Task 1 — Reproduce word for word the part of the personal data mining post that begins with the words containing "I had to make" and ends with "for further inspection.".
Task 2 — Go on with the personal data mining post from its last sentence.

Provided text —
Tuesday, February 19, 2013

Personal Data Mining - (Part 2)

On the previous post i described the way that i used to capture a 1-year worth of personal data using my Smartphone with the purpose of identifying trends with my immune system which at times gave me perennial conjunctivitis and also swollen lymph nodes. Now it was time to analyze all of this data in hope that some useful knowledge could be found.

 I had to make a decision for which tools to use. I used WEKA and also decided to give KNIME a try so here is an example of a KNIME workflow :






I first use the File Reader to read in my 1-year worth of life data, then an R Script which is used for several data transformations. I then send the streams of Data first to an R Script which runs the FSelector package with which several Feature Selection algorithms (about 10 of them) are applied to get an understanding of what are the important Features for the problem at hand.

Then another stream sends the Data to an R node which creates dummy Variables and then sends the transformed Features to a Linear Correlation node for further inspection.

A third stream (not shown) sends the data to 3 Machine-Learning algorithms (namely an SVM, Decision Tree and Random Forest) and the Scorer shows how each algorithm performed.

I first executed the FSelector node using 10-fold Cross-Validation because i wanted to get a first feel of the features that are important in identifying some patterns about my perennial conjunctivitis.  7 out of 10 of  FSelector algorithms agreed that :

1) Vitamin D3
2) Garlic
3) Yoghurt

..Appear to have the most predictive power. The problem is that at this point we do not know if any of the features actually help or aggravate my condition. However, the output of FSelector gives an idea on which features should be looked at more closely.

Then the second stream was run, namely the one which sends the data to 3 machine learning algorithms so that i could get a first feel of how the algorithms perform. All three algorithms gave an F-Score of around  59 - 62%.

Dataset —

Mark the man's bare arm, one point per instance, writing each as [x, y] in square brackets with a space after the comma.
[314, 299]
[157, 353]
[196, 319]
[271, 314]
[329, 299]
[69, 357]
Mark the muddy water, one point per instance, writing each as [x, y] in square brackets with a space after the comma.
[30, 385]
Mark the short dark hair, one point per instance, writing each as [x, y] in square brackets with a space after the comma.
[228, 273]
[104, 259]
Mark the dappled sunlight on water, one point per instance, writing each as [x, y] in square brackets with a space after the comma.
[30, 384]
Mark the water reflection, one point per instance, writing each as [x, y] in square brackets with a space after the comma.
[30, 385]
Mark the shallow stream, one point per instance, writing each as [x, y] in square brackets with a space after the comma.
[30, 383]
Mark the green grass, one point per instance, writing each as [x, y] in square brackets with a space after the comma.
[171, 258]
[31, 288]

Response box 1 —
I had to make a decision for which tools to use. I used WEKA and also decided to give KNIME a try so here is an example of a KNIME workflow :






I first use the File Reader to read in my 1-year worth of life data, then an R Script which is used for several data transformations. I then send the streams of Data first to an R Script which runs the FSelector package with which several Feature Selection algorithms (about 10 of them) are applied to get an understanding of what are the important Features for the problem at hand.

Then another stream sends the Data to an R node which creates dummy Variables and then sends the transformed Features to a Linear Correlation node for further inspection.

Response box 2 —
By looking at the results some patterns appeared to arise (Note the word "appeared")

1) A rather large daily dose  (>5200 IU) of Vitamin D3 appears to be associated with smaller incidences of conjunctivitis
2) Garlic consumption appears to increase my conjunctivitis incidences.
3) Yoghurt consumption appears to increase my conjunctivitis incidences.


For Pattern (1) we need to be aware that Vitamin D3 dosage has a compounding effect so it is rather naive to think that boolean logic applies (see previous post for more).

Next i had to look at patterns (2) and (3). One of the things that i realized when searching the web for the effect of various nutrients in functions of the human body is the fact that you can find for any several entries that some times contradict  each other. My very brief web search has found Garlic and Yoghurt to be "immune boosters". Of course caution should be exercised in drawing any conclusions because of the way the data have been collected and also the problematic origin of the analysis. Moreover, i am not a doctor and i cannot possibly know whether Garlic or Yoghurt can aggravate an immune response in such a way. 

 I began taking Vitamin D3 and eliminating Garlic and Yoghurt from my diet. The result was that over a period of one month i stopped getting bouts of conjunctivitis and incidences of swollen lymph nodes. So has Vitamin D3 acted as an "immune response regulator" and Garlic - Yoghurt as "immune boosters"?


Although my bouts of conjunctivitis have ceased, I am not in any position to make any claims because there are a lot of uncontrolled variables :

- It could be a placebo effect.
-There may be unknown hidden variables that are important
- (My) Genetics
- Environment
- Variations in Dosage and Nutrient Content
- Interactions between nutrients

and lots of others that could not possibly be accounted for under these circumstances.

What i can say (and this is the reason for writing this post) is that analytics may help us to identify several patterns that may then be used to guide a sound knowledge discovery process. If people had the ability to collect data on a daily basis (see Quantified Self) and then analyze them on a massive scale, several unknown patterns that call for closer investigation could emerge.